### ACTIVITIES:
[1] In the text about India's microlight aircraft deal, how many microlights would the Indian Navy receive under the second part of the contract?
[2] Carry on the text about India's microlight aircraft deal from its last sentence.

The Indian government nod for buying the microlight aircraft came in July 2015 at the Defense Acquisition Council (DAC) meeting chaired by Defense Minister Manohar Parrikar.
At that meeting, the DAC had given the final approval for the 194-plane deal, but had broken up the entire contract into two. The first part of the contract would take care of the National Cadet Corps (NCC) requirement - pending for nearly 10 years now - of 110 microlight for training air wing cadets. The second part of the deal is for supplying 84 of these microlight aircraft to the IAF and the Indian Navy. Under the second part of the deal, IAF would get 72 and Navy 12 microlights. The two armed forces would use these microlight for adventure sport activities, officials said.
The IAF is the lead agency to evaluate, select and buy these 194 planes and the DAC nod came for staggering the microlight deliveries by Pipistrel, the original equipment manufacturer.
According to Pipistrel Aircraft's website, the Virus SW 80/100 is the "most economic high speed cruiser and definitely the fastest high-wing plane" in its category.
"Made from state-of-the-art composite materials, it is lightweight and features an unprecedented useful payload of more than 300 kg (660 lbs). Virus SW 80/100 is able to operate at all elevations from sea-level up to 15,000 feet, take-off and land from short runways and over obstacles thanks to unique air-brakes, is the quietest light aircraft and has one of the lowest operating costs in its category," the website claimed.
The possibilities are immense on the Virus SW80. It can fly at over 260 kilometers per hour (140 knots), easily overfly terrain higher than 4500 meters (15,000 feet) and cover distances of over 1500 kilometers (800 nautical miles).
Pipistrel Aircraft said the Virus SW 80/100 is ideal for high speed cross-country flying, surveillance missions, ab-initio, advanced and extreme maneuver training, aerial photography and high-mountain operations. It has a glide ratio of 17:1 and can glide further in case of emergency than most planes.
Upon special request, the 10.71-meter Virus SW80/100 can be adapted for special missions, including visual/IR camera gimbals, geographical surveys, trans-oceanic-range flights and more.

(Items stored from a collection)

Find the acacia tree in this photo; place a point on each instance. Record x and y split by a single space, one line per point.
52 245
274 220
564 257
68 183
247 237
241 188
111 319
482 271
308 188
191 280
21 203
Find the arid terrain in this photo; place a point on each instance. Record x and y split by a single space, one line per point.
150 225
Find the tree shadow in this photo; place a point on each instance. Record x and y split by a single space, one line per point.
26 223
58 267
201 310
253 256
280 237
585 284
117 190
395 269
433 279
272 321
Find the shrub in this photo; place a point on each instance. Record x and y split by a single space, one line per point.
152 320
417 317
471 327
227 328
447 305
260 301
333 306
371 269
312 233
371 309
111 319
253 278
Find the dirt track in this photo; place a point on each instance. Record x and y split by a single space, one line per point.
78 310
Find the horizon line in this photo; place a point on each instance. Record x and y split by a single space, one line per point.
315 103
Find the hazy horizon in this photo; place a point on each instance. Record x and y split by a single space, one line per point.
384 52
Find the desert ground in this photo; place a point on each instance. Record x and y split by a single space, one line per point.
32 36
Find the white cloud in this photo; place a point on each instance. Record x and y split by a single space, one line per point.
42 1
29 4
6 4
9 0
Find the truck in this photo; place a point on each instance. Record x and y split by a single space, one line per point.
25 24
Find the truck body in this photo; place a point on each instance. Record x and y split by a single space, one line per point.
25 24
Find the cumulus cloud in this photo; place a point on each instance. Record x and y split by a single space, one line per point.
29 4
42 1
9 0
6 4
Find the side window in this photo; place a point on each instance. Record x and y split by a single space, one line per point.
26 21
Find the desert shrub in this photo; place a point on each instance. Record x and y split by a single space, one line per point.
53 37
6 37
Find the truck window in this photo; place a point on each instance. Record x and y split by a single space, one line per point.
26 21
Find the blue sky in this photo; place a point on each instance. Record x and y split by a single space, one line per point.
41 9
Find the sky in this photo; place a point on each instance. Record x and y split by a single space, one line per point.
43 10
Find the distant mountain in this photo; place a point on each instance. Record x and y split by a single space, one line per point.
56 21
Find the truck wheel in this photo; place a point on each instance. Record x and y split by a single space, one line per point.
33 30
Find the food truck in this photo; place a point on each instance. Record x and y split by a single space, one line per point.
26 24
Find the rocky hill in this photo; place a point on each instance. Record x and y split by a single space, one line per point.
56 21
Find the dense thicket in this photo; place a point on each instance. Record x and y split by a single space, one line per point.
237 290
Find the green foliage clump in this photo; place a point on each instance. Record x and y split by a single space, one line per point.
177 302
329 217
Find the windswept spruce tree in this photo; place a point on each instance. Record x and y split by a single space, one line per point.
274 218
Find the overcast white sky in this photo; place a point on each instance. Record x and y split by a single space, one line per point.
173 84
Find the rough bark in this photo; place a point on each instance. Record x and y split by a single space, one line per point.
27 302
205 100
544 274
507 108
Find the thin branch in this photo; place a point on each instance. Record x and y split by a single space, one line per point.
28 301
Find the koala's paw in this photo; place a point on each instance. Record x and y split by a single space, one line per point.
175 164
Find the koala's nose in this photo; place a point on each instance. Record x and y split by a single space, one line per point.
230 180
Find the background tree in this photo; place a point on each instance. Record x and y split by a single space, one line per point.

### WRITTEN ANSWERS:
[1] 12

[2]
More than 100 units of Virus SW80 have already been sold world-wide to nations like Thailand, Ecuador and Canada, and it has won the NASA challenge twice, the company claimed. Since the victories at PAV challenge 2007 and NASA GAT centennial challenge 2008, the Virus SW 80/100 has been further refined and optimized for even better performance.
The aircraft can be equipped by either the Rotax 912 UL2 (80 horse power) or 912 ULS (100 horse power) power-plants and a large variety of avionics options. The new 80 HP Virus SW 80/100 cruises at 246 kilometers per hour (133 knots), burning less than 13.6 liters per hour (3.6 gallons per hour). At 75 per cent cruise-power-setting the 100 HP version speeds over the skies at 273 kilometers per hour (147 knots). The ASTM-LSA version, equipped with the fixed pitch propeller cruises at 119 kts, burning 14.0 liters per hour (3.7 gallon per hour).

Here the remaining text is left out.